## The problem
Please repeat nothing except the lines from the one containing "of the tall" through the end of the records, exactly and without pictures.

Collected data entries:
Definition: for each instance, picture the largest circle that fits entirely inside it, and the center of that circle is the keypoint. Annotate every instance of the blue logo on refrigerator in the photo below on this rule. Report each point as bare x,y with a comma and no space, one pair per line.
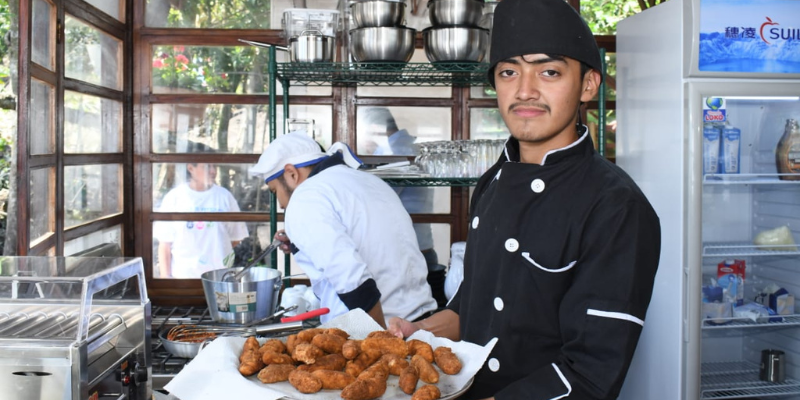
750,36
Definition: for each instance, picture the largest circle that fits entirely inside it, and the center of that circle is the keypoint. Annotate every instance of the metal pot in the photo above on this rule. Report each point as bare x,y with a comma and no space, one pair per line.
455,12
312,46
377,13
253,298
384,43
455,44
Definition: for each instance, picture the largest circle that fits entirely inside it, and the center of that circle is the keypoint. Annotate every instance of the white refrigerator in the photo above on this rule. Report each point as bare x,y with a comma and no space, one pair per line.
685,66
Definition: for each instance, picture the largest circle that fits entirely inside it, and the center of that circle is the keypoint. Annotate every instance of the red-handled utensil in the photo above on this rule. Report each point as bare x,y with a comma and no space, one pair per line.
307,315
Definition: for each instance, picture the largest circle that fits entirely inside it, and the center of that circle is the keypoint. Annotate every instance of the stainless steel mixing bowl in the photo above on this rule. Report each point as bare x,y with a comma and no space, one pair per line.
455,44
455,12
384,43
377,13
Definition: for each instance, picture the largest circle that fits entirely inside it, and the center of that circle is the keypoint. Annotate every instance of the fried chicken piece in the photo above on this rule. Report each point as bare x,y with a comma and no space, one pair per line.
333,379
383,334
427,392
275,373
307,334
332,362
416,346
447,360
362,389
273,345
360,363
385,345
307,353
249,360
394,363
271,357
329,343
337,332
351,349
408,379
304,382
427,373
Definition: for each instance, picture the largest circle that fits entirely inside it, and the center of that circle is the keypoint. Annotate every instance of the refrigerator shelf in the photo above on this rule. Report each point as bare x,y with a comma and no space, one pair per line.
739,379
745,249
749,179
743,323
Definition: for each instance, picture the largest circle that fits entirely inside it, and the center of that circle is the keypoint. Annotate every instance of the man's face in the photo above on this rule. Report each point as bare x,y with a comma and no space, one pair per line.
538,97
281,190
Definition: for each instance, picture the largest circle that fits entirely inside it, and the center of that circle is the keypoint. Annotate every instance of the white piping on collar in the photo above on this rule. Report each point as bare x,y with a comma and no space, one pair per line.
573,144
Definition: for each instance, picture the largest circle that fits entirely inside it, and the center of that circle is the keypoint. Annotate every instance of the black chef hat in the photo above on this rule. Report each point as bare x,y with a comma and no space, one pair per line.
540,27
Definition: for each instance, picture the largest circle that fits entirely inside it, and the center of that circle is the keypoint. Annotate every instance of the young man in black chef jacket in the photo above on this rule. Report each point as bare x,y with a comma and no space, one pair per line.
563,247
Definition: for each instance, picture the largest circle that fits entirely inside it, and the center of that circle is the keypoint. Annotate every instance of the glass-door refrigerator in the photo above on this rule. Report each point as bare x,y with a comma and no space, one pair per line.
708,92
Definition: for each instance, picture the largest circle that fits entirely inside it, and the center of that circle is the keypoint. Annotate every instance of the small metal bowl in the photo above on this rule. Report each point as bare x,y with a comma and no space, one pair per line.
368,13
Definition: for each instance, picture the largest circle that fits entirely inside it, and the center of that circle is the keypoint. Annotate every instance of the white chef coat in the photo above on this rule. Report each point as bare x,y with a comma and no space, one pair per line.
349,226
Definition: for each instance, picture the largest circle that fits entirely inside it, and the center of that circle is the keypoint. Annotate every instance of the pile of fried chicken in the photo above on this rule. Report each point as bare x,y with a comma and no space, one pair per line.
317,358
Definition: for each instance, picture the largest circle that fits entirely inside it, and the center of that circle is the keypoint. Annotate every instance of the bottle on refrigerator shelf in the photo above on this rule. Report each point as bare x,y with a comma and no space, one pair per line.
787,155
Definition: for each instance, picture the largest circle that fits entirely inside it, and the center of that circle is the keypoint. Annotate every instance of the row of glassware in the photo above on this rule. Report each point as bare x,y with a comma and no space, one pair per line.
458,158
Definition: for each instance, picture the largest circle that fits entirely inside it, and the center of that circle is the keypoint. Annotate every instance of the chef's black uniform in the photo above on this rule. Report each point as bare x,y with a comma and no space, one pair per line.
559,266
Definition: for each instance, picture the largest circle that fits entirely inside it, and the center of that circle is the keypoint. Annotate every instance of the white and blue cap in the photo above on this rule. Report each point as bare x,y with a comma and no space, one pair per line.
300,150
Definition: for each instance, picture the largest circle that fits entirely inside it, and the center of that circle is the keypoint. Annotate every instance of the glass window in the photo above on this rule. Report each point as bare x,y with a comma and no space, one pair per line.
91,55
376,125
43,35
186,249
42,139
109,236
42,204
91,192
224,128
113,8
206,187
91,124
234,14
209,69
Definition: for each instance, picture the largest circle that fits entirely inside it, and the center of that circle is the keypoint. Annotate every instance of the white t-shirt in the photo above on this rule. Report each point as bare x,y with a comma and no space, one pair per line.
198,246
350,226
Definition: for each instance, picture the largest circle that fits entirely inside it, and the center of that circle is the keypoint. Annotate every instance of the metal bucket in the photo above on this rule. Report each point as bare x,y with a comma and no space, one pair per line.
255,297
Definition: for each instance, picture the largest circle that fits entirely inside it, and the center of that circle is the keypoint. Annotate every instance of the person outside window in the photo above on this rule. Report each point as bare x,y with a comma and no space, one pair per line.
563,247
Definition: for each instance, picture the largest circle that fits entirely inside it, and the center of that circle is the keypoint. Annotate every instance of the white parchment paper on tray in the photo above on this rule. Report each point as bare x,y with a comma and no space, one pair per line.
214,373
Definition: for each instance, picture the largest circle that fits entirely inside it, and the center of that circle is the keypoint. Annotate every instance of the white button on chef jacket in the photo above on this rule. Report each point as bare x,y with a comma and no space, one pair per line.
537,185
498,304
512,245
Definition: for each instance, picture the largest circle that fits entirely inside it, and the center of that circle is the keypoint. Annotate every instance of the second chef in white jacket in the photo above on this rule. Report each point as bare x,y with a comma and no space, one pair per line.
348,230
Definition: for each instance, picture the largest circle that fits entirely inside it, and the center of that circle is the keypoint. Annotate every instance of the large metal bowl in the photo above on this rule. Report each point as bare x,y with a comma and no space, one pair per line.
455,12
384,43
368,13
455,44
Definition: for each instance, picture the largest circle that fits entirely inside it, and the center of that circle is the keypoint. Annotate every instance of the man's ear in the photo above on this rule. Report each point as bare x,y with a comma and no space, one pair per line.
590,86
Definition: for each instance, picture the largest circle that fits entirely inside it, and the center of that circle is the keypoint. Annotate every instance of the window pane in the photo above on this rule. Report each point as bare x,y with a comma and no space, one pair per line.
207,69
91,55
186,249
112,235
91,124
42,203
224,128
603,16
233,14
114,8
91,192
486,123
206,187
375,125
43,35
42,126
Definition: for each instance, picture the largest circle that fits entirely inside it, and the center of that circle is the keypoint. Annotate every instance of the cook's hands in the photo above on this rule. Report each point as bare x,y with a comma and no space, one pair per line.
285,245
401,328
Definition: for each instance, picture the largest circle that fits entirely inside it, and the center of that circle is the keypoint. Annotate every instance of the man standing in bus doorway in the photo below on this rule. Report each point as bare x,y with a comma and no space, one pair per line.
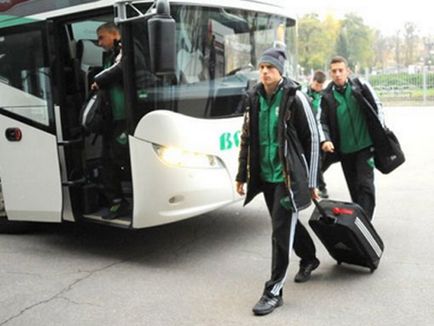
279,136
115,154
346,134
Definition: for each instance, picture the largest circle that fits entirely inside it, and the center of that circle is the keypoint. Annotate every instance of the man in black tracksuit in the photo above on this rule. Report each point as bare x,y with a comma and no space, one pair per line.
115,154
279,156
346,130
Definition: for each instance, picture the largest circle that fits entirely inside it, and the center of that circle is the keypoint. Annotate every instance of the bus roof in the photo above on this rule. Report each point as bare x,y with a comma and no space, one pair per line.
33,10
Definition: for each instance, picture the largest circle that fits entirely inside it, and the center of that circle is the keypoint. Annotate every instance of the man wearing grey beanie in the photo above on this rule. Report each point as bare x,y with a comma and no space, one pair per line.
279,136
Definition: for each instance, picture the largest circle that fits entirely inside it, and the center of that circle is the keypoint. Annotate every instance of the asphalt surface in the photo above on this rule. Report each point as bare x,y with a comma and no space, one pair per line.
210,270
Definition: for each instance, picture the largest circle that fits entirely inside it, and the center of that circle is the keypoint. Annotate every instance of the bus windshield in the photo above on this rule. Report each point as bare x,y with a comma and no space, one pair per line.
217,52
30,7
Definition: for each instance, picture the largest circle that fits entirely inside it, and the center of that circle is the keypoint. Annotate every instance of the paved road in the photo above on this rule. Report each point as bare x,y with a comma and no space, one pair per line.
210,270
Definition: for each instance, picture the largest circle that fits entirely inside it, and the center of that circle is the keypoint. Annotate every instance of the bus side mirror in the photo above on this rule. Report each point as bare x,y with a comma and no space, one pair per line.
162,46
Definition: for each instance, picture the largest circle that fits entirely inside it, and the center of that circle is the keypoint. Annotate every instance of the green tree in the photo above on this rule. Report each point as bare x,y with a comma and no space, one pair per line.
356,40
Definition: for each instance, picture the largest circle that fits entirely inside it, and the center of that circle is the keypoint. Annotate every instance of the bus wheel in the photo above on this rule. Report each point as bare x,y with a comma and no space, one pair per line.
13,227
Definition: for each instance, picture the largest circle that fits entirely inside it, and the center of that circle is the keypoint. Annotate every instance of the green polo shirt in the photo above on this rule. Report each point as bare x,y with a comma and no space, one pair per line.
316,99
354,134
271,167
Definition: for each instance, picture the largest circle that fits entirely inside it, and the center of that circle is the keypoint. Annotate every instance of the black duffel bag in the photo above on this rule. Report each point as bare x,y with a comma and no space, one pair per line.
388,154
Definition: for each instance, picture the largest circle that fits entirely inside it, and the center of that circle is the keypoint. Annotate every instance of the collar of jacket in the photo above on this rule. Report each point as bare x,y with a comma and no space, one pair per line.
285,82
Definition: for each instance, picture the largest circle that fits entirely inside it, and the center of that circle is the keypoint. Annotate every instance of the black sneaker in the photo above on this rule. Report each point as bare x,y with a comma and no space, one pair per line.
267,304
305,271
117,210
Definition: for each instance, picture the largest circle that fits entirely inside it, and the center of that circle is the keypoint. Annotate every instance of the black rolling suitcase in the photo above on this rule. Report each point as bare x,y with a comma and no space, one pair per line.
347,233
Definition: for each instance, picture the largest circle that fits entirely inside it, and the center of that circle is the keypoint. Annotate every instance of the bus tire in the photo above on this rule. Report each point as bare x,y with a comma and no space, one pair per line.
13,227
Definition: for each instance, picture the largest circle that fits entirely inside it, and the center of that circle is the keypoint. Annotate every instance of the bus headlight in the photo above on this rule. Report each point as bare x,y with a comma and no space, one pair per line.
182,158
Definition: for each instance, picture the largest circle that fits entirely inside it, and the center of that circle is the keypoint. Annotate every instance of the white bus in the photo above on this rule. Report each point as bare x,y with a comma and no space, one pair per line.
182,104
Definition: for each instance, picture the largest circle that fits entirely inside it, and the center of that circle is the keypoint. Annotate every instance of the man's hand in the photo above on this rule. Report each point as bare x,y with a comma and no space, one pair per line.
94,86
328,147
240,188
314,193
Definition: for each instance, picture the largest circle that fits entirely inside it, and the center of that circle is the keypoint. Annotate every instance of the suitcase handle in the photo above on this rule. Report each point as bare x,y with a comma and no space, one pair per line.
326,217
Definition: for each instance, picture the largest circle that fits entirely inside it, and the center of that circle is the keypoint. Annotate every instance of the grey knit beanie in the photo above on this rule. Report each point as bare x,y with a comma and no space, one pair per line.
275,57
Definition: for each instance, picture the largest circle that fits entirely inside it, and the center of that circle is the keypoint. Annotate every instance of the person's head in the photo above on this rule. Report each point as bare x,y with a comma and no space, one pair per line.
318,81
108,33
271,65
339,70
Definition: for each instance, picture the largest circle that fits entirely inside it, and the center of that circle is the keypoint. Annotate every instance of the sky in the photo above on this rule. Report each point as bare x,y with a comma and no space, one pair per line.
386,15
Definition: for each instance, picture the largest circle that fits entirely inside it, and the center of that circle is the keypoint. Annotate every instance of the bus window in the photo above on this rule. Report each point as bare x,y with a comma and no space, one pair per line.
25,78
217,53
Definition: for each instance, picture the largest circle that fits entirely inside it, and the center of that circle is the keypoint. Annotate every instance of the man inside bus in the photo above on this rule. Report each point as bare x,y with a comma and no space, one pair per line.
115,155
278,134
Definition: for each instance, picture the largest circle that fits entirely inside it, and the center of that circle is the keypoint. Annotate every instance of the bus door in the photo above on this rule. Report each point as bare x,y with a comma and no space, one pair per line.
29,157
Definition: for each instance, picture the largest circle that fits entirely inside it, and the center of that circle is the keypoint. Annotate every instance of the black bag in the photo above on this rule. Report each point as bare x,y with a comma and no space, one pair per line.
388,154
347,233
94,116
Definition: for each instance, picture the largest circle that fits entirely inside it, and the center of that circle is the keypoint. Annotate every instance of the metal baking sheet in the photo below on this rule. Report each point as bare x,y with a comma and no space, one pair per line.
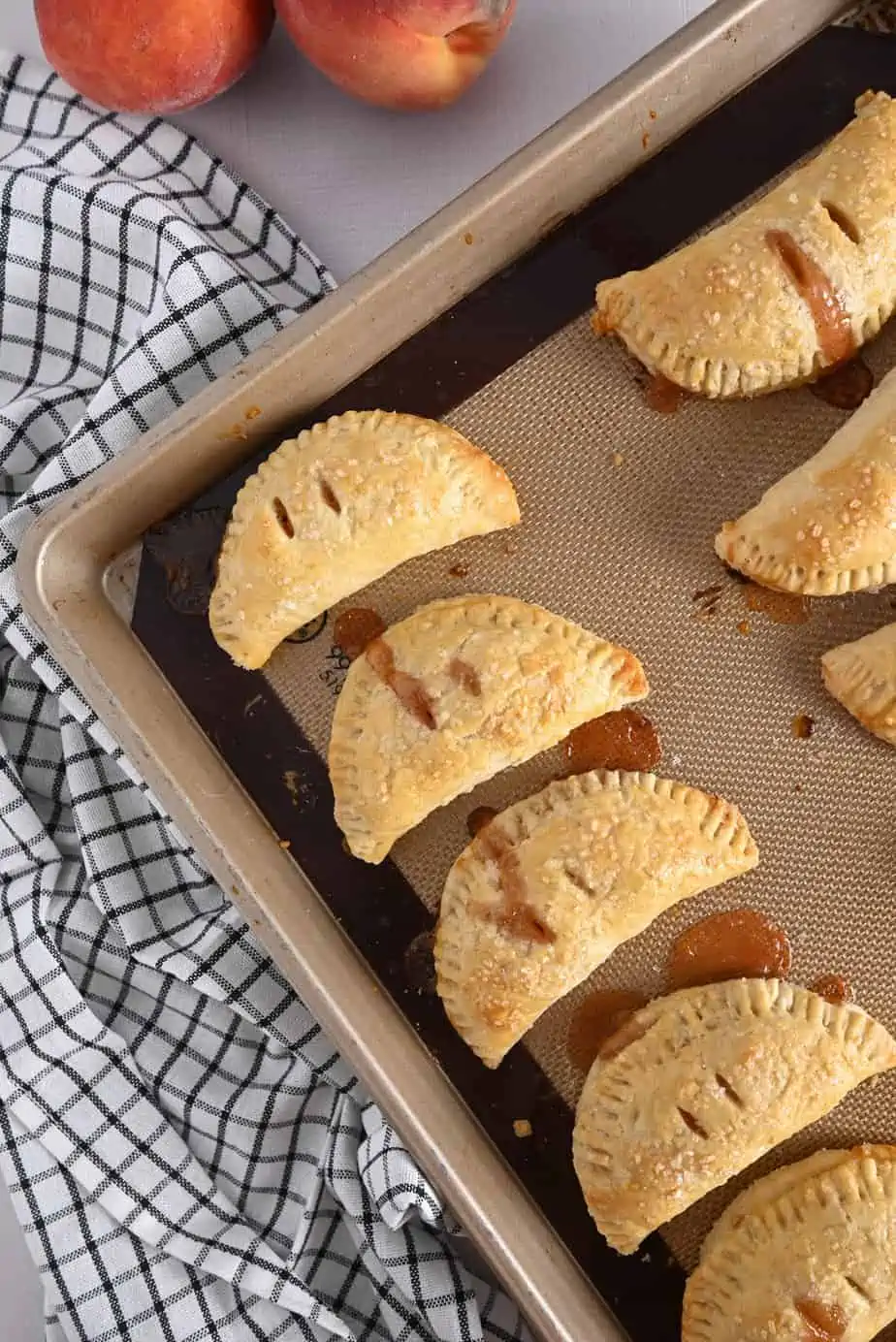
620,507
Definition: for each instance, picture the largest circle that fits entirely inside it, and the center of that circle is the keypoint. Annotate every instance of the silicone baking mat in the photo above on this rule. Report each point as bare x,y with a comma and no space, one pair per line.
620,506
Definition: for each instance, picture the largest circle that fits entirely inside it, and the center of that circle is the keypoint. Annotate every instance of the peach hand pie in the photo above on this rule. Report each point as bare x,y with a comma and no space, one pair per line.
452,695
702,1083
556,883
791,286
338,506
863,677
830,525
804,1255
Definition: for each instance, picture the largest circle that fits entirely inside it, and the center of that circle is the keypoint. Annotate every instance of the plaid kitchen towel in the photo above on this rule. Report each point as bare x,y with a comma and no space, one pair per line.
188,1156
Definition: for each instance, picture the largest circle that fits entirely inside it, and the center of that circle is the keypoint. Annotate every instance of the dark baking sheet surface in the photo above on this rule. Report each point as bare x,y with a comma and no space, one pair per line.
724,159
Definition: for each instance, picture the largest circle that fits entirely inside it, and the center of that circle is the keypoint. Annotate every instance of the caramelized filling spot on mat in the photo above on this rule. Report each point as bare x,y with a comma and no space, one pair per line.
739,943
597,1020
356,629
623,740
833,988
847,387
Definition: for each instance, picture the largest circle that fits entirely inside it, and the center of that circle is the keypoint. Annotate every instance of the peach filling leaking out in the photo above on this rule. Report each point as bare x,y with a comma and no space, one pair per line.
409,691
832,320
514,915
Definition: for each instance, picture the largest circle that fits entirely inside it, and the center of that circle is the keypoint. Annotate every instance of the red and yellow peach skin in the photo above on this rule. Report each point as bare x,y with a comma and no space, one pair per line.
151,55
405,54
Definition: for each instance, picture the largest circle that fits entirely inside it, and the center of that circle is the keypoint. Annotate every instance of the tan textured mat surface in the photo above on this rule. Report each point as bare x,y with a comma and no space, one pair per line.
620,506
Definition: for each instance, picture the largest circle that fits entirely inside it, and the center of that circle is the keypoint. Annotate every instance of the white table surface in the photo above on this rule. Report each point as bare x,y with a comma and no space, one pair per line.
353,180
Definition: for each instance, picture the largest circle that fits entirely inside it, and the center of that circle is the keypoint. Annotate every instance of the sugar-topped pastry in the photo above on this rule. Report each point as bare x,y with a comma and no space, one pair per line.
702,1083
829,527
549,890
802,1255
452,695
791,286
338,506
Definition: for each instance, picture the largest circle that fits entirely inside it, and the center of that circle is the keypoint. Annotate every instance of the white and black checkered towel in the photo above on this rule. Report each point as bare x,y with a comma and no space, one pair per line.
188,1156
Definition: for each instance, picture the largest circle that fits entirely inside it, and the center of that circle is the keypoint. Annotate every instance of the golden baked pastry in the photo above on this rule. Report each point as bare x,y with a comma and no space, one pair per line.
794,285
699,1084
452,695
863,677
830,525
804,1255
338,506
549,890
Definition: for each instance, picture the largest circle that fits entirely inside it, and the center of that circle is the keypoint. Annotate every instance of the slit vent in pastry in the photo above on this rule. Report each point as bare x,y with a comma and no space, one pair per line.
700,1084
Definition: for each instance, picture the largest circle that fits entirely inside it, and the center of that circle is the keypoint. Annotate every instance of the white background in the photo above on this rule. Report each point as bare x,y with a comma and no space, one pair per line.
352,180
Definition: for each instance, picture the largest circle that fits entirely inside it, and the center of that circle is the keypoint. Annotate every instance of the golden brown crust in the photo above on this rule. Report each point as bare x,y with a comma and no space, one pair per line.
538,677
863,677
715,1078
784,290
805,1252
598,856
335,509
830,525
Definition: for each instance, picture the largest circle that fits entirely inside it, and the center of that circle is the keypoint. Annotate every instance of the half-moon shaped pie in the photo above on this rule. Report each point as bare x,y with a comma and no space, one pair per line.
452,695
863,677
549,890
804,1255
702,1083
338,506
793,285
830,525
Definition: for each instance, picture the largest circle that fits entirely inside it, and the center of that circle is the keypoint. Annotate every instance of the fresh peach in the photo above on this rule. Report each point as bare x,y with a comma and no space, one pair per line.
399,52
151,55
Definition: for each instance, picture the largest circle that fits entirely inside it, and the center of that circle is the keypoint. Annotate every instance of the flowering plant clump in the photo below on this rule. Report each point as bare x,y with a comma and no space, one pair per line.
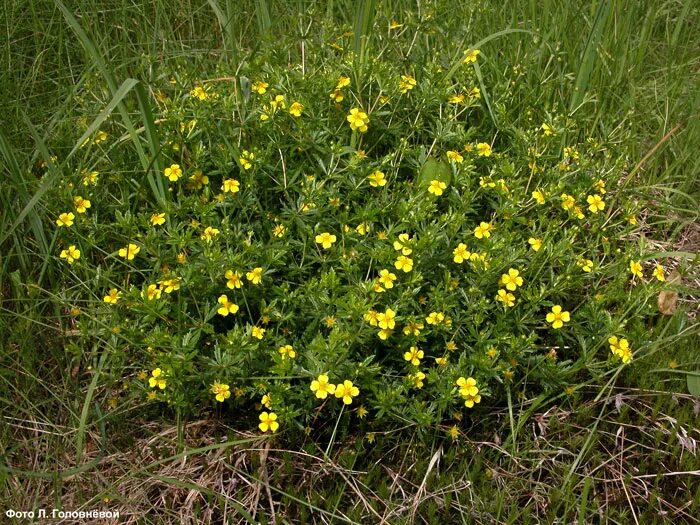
371,245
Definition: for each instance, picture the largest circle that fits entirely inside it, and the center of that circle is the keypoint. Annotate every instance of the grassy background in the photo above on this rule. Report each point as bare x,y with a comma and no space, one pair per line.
623,454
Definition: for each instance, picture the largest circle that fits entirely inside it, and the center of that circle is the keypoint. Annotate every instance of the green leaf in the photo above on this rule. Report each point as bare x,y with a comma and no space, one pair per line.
434,169
693,384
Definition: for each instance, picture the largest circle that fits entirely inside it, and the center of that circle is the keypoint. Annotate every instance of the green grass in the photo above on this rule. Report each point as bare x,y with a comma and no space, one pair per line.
619,449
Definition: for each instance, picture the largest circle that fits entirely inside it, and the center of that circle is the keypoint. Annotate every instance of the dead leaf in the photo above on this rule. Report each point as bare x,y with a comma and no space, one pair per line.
668,298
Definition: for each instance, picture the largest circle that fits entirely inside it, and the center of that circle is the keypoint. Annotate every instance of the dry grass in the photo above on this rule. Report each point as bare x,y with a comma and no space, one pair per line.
644,462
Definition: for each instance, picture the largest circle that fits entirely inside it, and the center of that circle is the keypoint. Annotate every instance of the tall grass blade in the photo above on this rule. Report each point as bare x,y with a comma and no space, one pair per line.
18,187
590,53
364,17
101,65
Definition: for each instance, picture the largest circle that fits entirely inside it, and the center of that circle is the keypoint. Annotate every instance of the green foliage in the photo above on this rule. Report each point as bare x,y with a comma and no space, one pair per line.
578,99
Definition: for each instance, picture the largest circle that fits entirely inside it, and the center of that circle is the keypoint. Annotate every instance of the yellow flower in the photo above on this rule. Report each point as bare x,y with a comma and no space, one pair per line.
268,422
151,292
81,205
461,253
173,172
386,320
596,203
260,87
636,269
377,179
413,328
157,219
342,82
129,252
246,159
221,391
255,275
414,355
535,243
467,387
557,317
402,244
436,187
233,279
469,391
470,55
321,387
404,263
417,379
209,233
358,120
407,83
157,379
512,279
326,240
567,201
387,278
658,271
620,348
483,149
505,297
65,219
200,93
277,103
337,96
71,254
295,109
585,264
453,432
456,99
483,230
227,307
372,317
279,230
287,351
169,285
231,186
90,178
435,318
454,156
346,390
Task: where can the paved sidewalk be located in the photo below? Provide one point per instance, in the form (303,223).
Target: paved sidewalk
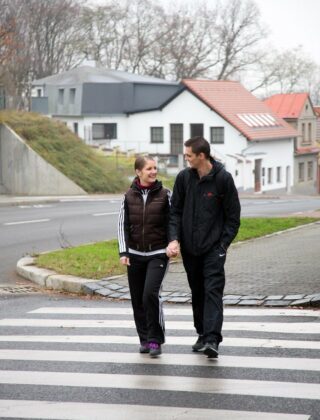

## Answer
Definition: for each instance, picture the largest circle that fits entirely inside it, and the center of that circle is the keypoint. Annotate every instance of the tall grass blade in the photo above on this rule. Report each point as bare x,y with a comma and no space, one pair per line.
18,187
590,53
364,17
101,65
Definition: for each instance, picture the largest circle that fits entirely inside it, and the center of that circle is the keypoint. Annotate every instance of the green foliage in the photo above on this rule. Report each point as bare x,y with a comma and no space, one pair per line.
578,99
Definition: for each instance, picture the largest circle that fits entirely inside it, and the center of that circle is the keypoint. Annotate every instance of the yellow flower in the photo above on this rule. Report each point as bare x,y with a comma and no space, one pair per line.
268,422
151,292
81,205
461,253
173,172
386,320
596,203
260,87
636,269
377,179
413,328
157,219
342,82
129,252
246,159
221,391
255,275
414,355
535,243
467,387
557,317
402,244
436,187
233,279
469,391
470,55
321,387
404,263
417,379
209,233
358,120
407,83
157,379
512,279
326,240
567,201
387,278
658,271
620,348
483,149
505,297
65,219
200,93
277,103
337,96
71,254
295,109
585,264
453,432
456,99
483,230
227,307
372,317
279,230
287,351
169,285
231,186
90,178
435,318
454,156
346,390
Task: where can the paved sidewalk be located in the photo below? Provide one point per instance, in the form (303,223).
Target: paved sidewalk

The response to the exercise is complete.